# PROBLEM TO SOLVE
Quote the data below in full, minus the images.

===== INPUT DATA =====

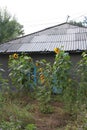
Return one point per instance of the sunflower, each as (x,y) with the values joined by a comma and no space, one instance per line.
(57,50)
(15,56)
(40,69)
(42,78)
(37,63)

=====

# THE COMPLETED TASK
Return one point per instance of the sunflower, each as (x,y) with the values joined by a comma and no space, one instance per line.
(57,50)
(15,56)
(40,69)
(42,78)
(37,63)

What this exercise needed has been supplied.